→ **Records for processing**
%%

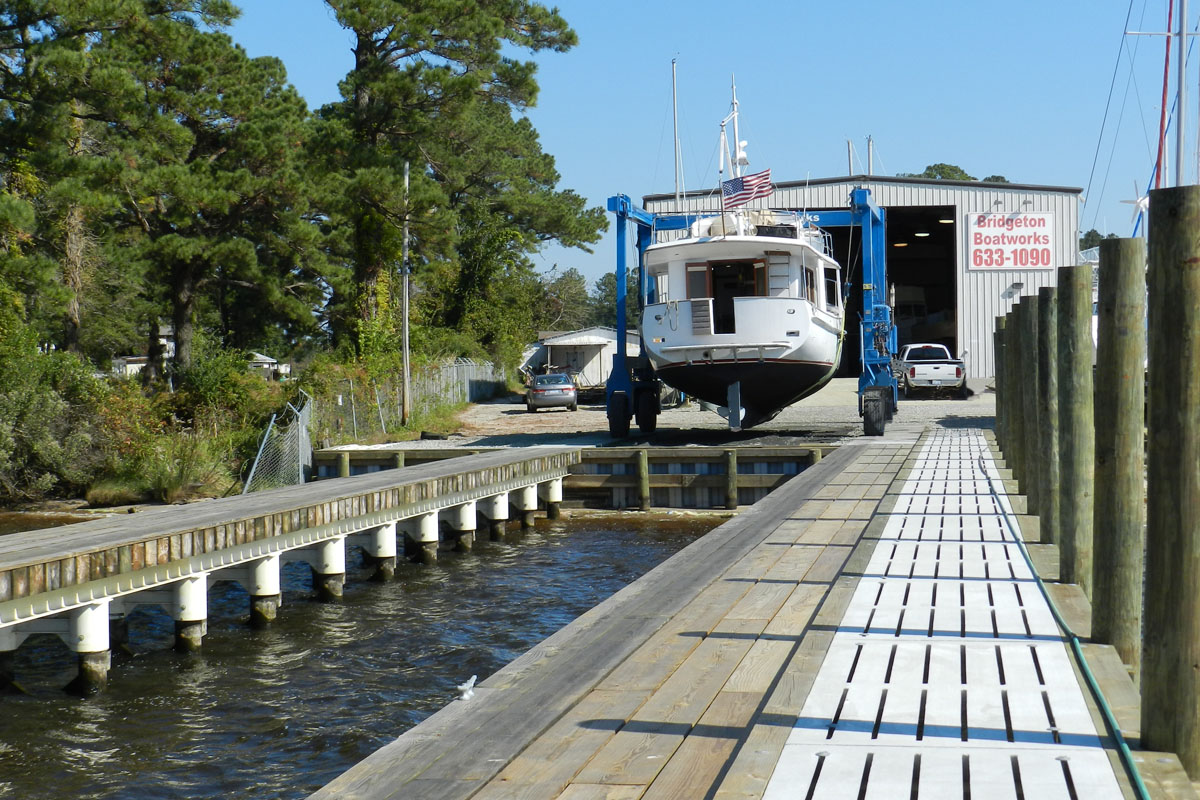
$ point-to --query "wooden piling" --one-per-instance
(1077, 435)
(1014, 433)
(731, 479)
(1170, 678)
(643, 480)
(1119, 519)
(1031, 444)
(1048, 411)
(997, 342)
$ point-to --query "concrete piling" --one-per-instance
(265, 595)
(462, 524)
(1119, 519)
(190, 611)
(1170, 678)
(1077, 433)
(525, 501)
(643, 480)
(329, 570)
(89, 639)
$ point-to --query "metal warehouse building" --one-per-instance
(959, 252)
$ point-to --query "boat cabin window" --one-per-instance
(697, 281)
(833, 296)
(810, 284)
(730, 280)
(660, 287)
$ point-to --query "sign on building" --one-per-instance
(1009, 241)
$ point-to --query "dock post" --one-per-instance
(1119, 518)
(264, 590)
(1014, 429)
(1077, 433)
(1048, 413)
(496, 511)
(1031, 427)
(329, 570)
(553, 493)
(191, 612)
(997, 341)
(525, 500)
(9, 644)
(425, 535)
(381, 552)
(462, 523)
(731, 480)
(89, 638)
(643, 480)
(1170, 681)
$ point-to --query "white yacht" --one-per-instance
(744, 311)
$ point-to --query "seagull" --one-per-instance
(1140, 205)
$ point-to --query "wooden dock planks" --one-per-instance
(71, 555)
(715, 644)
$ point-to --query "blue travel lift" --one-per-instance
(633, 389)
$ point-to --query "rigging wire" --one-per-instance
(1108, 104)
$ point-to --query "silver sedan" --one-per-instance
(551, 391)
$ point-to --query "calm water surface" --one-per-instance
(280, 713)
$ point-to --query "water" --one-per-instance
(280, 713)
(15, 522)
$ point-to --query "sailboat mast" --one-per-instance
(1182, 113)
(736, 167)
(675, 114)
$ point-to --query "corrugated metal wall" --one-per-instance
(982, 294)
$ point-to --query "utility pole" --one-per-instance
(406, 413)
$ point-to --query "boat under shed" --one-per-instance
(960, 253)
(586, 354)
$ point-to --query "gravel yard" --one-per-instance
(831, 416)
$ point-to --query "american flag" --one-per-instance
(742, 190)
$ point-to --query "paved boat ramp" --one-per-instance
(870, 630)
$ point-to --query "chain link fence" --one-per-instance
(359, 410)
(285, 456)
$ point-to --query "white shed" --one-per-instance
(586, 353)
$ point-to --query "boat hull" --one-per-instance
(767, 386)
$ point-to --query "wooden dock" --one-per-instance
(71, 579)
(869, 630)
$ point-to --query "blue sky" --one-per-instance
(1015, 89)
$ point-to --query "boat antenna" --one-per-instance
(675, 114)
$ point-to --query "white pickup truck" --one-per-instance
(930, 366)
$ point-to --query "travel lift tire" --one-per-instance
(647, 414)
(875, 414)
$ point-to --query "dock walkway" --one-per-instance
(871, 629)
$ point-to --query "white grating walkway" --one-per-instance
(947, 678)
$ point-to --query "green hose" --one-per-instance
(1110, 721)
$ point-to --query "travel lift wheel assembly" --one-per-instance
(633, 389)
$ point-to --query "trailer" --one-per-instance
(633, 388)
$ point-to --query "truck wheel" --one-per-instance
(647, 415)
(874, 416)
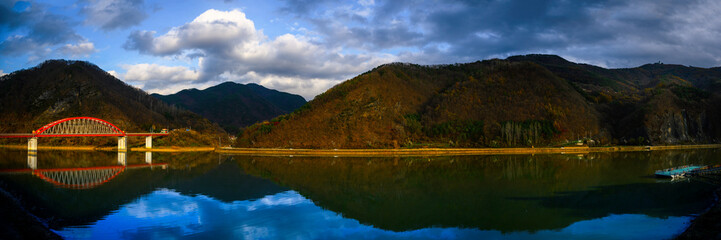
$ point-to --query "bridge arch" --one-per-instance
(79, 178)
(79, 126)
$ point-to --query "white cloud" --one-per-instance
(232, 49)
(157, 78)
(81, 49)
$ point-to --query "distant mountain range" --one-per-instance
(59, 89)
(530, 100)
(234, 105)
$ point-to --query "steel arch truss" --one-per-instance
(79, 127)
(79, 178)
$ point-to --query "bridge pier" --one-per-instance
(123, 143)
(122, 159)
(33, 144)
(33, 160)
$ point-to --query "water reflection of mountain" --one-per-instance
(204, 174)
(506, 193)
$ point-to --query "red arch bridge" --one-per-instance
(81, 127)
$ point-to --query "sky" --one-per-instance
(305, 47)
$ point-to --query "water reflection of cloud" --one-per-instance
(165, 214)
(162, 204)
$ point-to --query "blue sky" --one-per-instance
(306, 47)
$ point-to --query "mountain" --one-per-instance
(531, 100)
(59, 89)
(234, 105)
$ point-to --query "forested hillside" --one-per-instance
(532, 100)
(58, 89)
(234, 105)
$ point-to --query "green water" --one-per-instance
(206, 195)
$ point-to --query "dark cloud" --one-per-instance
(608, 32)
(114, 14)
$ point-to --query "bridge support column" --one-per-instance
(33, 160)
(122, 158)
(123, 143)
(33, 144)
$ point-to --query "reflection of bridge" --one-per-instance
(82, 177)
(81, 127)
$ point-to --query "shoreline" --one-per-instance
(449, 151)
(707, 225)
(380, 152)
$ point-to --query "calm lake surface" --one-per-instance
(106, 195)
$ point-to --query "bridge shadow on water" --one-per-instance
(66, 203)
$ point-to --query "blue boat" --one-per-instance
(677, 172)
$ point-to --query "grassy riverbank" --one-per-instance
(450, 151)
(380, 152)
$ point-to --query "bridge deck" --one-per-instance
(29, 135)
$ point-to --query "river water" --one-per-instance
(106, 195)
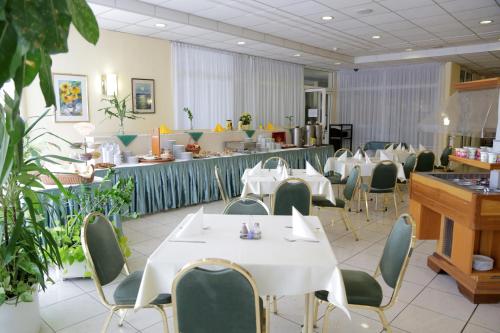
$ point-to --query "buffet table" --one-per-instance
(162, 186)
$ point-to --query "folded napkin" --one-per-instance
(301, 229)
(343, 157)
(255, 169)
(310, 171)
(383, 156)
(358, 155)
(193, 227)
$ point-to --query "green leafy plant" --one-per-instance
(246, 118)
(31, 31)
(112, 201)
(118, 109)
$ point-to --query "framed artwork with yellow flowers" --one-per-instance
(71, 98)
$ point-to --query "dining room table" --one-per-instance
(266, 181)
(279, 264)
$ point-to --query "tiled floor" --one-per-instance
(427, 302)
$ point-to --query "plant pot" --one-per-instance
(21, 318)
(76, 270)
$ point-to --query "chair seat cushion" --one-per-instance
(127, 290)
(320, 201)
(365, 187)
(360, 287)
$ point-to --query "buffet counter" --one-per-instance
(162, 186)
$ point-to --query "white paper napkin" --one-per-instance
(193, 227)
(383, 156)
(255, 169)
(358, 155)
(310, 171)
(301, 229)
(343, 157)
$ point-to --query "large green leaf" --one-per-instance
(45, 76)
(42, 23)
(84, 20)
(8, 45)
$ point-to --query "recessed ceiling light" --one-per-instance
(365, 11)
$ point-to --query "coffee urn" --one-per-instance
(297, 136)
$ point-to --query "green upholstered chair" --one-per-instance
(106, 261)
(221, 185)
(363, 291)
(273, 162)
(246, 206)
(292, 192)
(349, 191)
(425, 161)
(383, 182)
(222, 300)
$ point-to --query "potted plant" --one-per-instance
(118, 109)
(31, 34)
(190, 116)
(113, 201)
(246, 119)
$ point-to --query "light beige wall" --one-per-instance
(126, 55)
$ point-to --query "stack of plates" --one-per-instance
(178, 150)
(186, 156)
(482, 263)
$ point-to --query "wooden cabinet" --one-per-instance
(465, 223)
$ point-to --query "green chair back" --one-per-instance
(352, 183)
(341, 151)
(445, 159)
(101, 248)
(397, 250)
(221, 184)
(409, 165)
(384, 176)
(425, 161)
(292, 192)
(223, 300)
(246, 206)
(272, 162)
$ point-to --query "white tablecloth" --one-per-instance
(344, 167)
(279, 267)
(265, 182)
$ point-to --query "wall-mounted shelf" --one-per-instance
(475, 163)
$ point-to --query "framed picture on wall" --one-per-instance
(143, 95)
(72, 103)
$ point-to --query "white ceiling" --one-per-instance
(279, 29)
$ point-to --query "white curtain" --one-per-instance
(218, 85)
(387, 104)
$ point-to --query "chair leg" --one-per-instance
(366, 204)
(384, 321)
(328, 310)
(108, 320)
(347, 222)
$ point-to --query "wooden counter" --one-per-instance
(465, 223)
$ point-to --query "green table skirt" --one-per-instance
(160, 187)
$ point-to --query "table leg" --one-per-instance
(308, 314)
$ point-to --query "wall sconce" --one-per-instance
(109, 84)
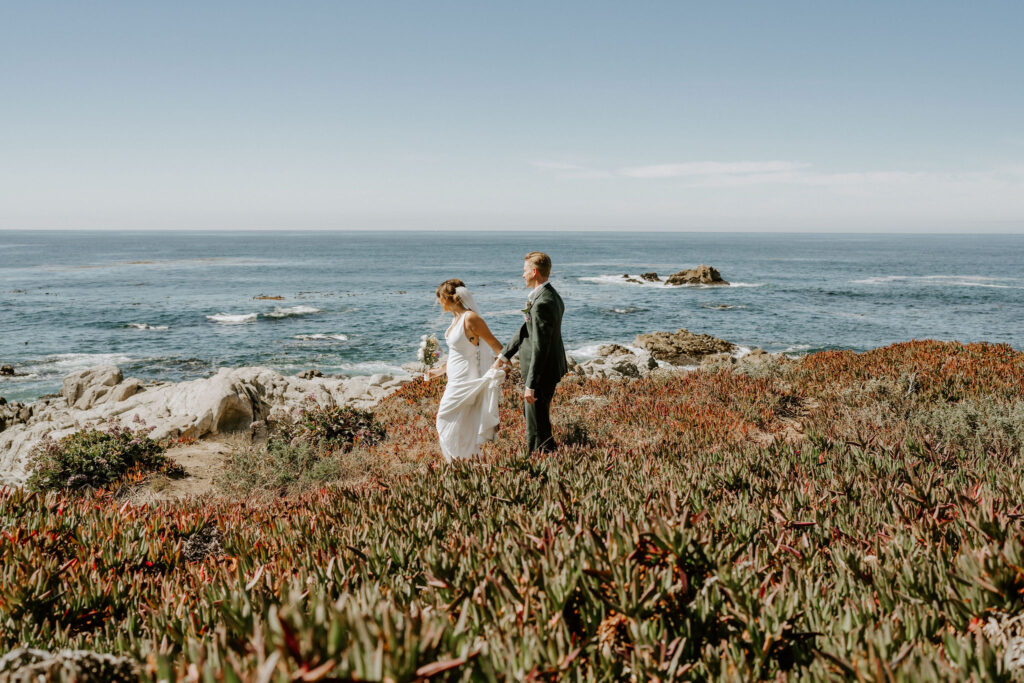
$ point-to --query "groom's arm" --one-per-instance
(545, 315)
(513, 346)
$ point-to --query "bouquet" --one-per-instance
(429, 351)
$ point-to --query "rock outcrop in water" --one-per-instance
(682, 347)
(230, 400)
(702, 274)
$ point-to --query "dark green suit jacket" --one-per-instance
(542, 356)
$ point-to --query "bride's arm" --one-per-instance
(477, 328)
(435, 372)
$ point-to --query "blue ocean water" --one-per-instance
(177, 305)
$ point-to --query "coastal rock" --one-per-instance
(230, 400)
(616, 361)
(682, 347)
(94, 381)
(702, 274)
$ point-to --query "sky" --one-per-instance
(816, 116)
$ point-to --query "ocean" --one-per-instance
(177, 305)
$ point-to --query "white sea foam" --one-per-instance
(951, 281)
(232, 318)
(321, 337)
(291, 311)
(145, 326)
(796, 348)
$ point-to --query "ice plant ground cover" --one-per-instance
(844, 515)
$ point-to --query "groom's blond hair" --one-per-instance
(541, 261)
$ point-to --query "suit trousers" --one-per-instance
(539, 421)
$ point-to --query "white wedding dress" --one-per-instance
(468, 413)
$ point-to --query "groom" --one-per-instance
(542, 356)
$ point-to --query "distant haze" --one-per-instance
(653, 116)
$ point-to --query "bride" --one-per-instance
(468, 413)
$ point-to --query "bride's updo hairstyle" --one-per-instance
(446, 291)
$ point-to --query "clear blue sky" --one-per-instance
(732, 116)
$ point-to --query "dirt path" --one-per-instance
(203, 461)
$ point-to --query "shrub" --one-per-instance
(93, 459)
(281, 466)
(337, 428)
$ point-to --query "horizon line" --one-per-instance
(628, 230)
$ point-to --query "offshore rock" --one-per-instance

%%

→ **The exercise**
Gather every line of the entries above that contains the string "shed". Case counts, so match only that exact capitalization.

→ **Written solution**
$ point-to --query "boat under shed" --one-per-instance
$ point-to --query "white shed" --one-per-instance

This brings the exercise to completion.